───── Input for this task ─────
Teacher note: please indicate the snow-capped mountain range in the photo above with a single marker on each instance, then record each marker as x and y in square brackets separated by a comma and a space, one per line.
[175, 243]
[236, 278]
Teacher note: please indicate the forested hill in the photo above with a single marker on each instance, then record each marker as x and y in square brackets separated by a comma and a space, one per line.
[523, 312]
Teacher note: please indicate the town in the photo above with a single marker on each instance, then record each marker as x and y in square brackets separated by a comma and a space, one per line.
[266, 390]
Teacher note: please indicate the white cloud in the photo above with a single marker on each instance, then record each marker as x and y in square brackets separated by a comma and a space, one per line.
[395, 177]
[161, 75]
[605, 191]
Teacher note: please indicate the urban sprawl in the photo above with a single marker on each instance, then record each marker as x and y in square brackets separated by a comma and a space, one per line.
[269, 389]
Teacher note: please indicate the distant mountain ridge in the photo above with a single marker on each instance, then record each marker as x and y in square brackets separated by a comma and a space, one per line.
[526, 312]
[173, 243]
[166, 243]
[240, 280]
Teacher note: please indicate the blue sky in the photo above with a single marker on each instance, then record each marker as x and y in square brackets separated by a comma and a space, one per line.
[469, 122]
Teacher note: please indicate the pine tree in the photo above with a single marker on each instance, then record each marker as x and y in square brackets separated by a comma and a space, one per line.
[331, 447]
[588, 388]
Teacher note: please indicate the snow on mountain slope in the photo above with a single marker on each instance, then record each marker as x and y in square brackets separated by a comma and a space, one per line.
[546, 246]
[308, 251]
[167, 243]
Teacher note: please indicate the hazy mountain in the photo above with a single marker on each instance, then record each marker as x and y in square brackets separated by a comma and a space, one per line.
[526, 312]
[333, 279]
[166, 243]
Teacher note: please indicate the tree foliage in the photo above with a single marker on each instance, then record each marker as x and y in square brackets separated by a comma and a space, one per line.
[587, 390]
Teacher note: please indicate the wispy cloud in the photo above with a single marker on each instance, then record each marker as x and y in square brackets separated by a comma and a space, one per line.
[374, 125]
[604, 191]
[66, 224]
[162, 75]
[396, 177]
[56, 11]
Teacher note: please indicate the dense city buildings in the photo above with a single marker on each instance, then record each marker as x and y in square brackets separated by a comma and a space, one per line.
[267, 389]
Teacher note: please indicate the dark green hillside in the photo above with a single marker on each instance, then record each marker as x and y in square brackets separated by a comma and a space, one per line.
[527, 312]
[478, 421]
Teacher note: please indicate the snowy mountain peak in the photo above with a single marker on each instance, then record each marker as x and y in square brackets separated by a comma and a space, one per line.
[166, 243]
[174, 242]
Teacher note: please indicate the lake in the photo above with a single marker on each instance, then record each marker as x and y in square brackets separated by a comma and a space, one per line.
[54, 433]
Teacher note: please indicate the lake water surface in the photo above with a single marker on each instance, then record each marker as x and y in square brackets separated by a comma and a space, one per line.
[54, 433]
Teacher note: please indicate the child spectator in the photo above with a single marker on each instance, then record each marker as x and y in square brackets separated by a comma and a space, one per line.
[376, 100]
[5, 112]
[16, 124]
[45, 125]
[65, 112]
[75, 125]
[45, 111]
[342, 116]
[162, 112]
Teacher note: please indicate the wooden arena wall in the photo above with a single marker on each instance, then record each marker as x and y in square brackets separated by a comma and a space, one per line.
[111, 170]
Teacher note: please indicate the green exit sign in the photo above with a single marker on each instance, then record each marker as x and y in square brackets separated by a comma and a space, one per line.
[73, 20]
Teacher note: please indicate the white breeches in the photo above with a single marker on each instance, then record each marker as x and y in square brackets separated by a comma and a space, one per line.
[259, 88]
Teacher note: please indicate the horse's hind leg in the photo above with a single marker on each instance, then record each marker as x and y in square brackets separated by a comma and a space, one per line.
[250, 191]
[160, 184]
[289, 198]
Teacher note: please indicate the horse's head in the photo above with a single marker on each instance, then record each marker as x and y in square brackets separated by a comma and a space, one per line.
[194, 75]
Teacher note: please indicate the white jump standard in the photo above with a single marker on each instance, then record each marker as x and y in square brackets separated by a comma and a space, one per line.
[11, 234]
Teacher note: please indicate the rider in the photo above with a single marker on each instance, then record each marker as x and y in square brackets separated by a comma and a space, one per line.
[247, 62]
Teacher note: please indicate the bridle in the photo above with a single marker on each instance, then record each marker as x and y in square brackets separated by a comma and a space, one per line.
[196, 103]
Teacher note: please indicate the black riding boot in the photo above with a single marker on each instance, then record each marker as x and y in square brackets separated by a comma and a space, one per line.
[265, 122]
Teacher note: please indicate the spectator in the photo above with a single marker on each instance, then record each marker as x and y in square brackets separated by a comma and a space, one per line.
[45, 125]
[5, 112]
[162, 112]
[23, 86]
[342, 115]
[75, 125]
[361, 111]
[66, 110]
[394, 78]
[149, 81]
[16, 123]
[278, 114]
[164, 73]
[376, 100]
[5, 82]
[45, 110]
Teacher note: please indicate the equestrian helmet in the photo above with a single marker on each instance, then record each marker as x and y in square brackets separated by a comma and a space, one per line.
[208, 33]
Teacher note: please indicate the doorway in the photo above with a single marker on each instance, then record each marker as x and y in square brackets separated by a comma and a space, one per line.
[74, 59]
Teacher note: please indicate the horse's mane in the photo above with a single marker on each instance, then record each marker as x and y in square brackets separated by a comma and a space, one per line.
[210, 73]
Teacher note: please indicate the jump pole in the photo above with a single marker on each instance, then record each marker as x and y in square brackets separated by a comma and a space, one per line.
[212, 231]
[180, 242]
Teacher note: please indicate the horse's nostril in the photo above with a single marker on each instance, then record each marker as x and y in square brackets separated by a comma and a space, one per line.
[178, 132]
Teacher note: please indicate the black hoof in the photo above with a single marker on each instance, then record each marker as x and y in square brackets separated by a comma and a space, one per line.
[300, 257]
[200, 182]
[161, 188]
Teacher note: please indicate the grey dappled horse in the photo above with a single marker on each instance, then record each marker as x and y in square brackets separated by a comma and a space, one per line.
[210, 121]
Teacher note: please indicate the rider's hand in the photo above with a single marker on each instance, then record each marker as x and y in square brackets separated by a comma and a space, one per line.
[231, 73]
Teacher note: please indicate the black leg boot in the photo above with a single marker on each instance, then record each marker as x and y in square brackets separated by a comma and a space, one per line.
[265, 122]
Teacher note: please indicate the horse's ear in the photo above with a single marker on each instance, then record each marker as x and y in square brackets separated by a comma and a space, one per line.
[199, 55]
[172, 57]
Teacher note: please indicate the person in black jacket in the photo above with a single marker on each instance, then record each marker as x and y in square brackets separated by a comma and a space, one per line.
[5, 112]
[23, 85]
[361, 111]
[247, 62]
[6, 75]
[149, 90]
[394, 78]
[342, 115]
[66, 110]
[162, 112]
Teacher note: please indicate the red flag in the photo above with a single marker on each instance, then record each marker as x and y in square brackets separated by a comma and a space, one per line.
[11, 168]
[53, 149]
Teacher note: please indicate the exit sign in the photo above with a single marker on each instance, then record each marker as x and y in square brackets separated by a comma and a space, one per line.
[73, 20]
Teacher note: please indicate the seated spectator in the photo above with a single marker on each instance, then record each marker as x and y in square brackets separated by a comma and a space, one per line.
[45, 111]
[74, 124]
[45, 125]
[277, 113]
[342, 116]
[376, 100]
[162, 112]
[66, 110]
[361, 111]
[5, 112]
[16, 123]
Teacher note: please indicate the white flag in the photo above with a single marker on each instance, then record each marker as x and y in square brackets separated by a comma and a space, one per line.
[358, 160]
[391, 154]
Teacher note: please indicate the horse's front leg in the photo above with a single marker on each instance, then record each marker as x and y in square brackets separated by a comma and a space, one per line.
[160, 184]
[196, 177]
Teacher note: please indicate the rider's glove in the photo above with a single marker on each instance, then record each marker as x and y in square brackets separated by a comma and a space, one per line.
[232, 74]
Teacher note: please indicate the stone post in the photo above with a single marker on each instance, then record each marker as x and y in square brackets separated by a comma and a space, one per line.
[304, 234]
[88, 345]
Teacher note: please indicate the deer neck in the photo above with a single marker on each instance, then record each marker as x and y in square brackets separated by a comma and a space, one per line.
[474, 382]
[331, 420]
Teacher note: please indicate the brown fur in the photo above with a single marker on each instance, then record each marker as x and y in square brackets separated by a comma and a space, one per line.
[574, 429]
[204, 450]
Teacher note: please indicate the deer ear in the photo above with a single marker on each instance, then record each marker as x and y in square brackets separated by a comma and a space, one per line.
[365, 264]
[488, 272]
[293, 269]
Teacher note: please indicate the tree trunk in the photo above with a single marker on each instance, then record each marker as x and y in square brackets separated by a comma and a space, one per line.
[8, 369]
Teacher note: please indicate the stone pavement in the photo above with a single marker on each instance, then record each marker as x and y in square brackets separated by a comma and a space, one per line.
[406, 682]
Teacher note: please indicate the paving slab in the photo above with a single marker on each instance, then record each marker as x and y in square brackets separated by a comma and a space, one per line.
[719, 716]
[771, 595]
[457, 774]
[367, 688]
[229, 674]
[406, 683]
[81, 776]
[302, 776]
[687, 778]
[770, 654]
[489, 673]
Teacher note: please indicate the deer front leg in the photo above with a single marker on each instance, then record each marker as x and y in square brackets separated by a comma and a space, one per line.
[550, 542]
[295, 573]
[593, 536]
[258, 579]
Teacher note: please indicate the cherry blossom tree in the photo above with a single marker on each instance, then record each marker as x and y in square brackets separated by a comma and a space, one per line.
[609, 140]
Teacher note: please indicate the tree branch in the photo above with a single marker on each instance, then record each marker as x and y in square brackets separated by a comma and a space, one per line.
─────
Written task:
Set out exactly the run of lines that begins at the line holding "Teacher note: please indicate the paving" and ends at the last line of the data.

Result:
Teacher note: please indicate the paving slab in the photo above with a single marker on each instance, then record each marker as x and y in square brackets separated by a comma and a space, one per line.
[719, 716]
[771, 595]
[457, 774]
[367, 688]
[229, 674]
[406, 683]
[81, 776]
[302, 776]
[687, 778]
[770, 654]
[489, 673]
Teacher note: please indicate the deer front leg in the photo above with a single marker on each instance, then record each marker as x and y in square brackets separated by a comma and a space, one per line.
[550, 542]
[295, 573]
[593, 536]
[258, 579]
Teacher note: please indicate the cherry blossom tree in the photo above with a single marker on each instance, then record each marker as x and y in square brackets separated by a comma and a space, one per line.
[609, 140]
Teacher note: please indicate the tree branch in the photo above with a single marker on each instance, then record each marker as x and y in square brackets separated by a comma and a space, one per line.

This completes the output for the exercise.